**THE REQUEST:** Reproduce the records below line for line, leaving every character unchanged.

**RECORDS SHOWN:**
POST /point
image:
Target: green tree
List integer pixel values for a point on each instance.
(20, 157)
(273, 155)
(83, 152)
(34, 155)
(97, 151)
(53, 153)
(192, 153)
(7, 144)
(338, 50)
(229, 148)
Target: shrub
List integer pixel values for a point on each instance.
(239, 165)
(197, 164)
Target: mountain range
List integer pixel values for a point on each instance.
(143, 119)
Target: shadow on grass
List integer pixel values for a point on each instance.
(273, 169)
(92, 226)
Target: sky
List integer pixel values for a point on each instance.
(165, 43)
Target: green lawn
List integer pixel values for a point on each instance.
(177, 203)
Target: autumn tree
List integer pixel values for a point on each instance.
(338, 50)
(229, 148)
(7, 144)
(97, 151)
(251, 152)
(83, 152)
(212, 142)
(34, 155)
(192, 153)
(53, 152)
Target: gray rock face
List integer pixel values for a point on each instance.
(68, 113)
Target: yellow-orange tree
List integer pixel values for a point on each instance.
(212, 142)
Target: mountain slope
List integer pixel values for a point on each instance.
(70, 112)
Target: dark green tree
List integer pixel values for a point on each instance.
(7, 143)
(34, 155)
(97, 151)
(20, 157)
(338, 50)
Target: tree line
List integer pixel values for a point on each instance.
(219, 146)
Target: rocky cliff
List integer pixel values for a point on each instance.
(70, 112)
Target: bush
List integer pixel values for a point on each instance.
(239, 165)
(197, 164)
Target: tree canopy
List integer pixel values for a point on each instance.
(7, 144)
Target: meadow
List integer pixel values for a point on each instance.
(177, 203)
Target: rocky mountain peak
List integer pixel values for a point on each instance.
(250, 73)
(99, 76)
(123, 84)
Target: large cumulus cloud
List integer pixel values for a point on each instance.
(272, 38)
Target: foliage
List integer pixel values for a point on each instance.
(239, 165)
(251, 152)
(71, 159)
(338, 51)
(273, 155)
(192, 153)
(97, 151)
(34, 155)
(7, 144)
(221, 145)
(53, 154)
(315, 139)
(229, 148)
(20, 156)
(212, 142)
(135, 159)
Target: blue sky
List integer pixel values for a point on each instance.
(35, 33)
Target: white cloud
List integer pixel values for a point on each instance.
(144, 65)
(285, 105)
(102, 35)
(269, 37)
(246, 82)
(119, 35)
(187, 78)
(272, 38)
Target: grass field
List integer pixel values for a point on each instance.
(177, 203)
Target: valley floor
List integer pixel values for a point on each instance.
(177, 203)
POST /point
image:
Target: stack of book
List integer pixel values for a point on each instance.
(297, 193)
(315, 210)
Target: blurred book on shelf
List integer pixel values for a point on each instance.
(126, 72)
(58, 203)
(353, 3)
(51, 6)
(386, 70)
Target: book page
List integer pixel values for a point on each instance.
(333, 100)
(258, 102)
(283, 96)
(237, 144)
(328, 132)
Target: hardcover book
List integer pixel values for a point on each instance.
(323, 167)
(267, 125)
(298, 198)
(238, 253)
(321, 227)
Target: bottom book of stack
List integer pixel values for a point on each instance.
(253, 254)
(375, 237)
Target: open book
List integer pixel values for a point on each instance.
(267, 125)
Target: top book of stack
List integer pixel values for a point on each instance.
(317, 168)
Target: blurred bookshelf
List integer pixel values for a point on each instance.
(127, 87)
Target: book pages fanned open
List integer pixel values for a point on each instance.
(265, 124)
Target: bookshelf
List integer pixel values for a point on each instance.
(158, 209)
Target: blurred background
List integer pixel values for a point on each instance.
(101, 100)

**SOLUTION TO THE EXERCISE:**
POST /point
image:
Target: green tree
List integer pixel values for a point on each instance.
(20, 157)
(273, 155)
(83, 152)
(34, 155)
(97, 151)
(53, 153)
(192, 153)
(7, 144)
(338, 50)
(229, 148)
Target: shrub
List integer pixel values for a point on each instance.
(239, 165)
(197, 164)
Target: mountain range
List integer pixel values for a point on each instance.
(143, 119)
Target: shadow on grass
List integer pixel values for a point on each instance.
(273, 169)
(92, 226)
Target: sky
List integer pixel values for a point on each instance.
(165, 43)
Target: green lawn
List integer pixel values for a point on each instance.
(177, 203)
Target: autumn tree
List integer pixel values for a point on each instance.
(338, 50)
(229, 148)
(7, 144)
(97, 151)
(251, 152)
(83, 152)
(212, 142)
(34, 155)
(192, 153)
(53, 152)
Target: gray rock face
List integer pixel values for a point on each instance.
(68, 113)
Target: yellow-orange tree
List integer pixel values for a point on each instance.
(212, 142)
Target: mountain slope
List integer pixel values for a point on each instance.
(70, 112)
Target: dark green tree
List integer pixel values for a point on each instance.
(7, 143)
(34, 155)
(97, 151)
(20, 157)
(338, 50)
Target: tree line
List integer pixel values for a point on each instance.
(219, 146)
Target: rocky cliff
List integer pixel values for a point on each instance.
(70, 112)
Target: bush
List integer pixel values for a point on each instance.
(239, 165)
(197, 164)
Target: tree canopy
List integer pixel values for a point on each instance.
(7, 144)
Target: meadow
List integer pixel values for a point on each instance.
(177, 203)
Target: rocky mountain peak
List integer pixel values for a point on each instance.
(250, 73)
(99, 76)
(123, 84)
Target: large cumulus cloud
List integer pixel values for a point on each instance.
(272, 38)
Target: foliage
List integer pixel values for a point on each instance.
(239, 165)
(251, 152)
(71, 159)
(338, 51)
(273, 155)
(192, 153)
(97, 151)
(34, 155)
(7, 144)
(221, 145)
(53, 154)
(315, 139)
(229, 148)
(20, 156)
(212, 142)
(135, 159)
Target: blue sky
List integer pixel values for a point on each instance.
(35, 33)
Target: white cloud
List integer pixel values for a point on each instance.
(144, 65)
(285, 105)
(102, 35)
(269, 37)
(246, 82)
(119, 35)
(187, 78)
(272, 38)
Target: grass field
List integer pixel values for a point on each instance.
(177, 203)
Target: valley floor
List integer pixel values for a point on each instance.
(177, 203)
POST /point
image:
Target: stack of book
List integer pixel values for a point on each instance.
(297, 193)
(315, 210)
Target: blurred book on shelf
List integer pixel values for a point on each instance.
(126, 72)
(58, 203)
(353, 3)
(51, 6)
(386, 70)
Target: book page
List integer pixel values for a point on each instance.
(333, 100)
(258, 102)
(283, 96)
(237, 144)
(328, 132)
Target: hardcover book
List integer pixel values for a point on each instance.
(323, 167)
(267, 125)
(298, 198)
(238, 253)
(321, 227)
Target: bottom book of stack
List integer pixel values for a point on each instance.
(253, 254)
(375, 237)
Target: open book
List integer pixel values for a point on each instance.
(267, 125)
Target: top book of stack
List integer pixel values for a point on each instance.
(317, 168)
Target: blurred bookshelf
List integer pixel values for a point on each instance.
(127, 87)
Target: book pages fanned open
List integer pixel values for a point on each instance.
(265, 124)
Target: bookshelf
List integer pixel values for a point on each instance.
(158, 209)
Target: blurred background
List integer pixel values for a point on each instance.
(101, 100)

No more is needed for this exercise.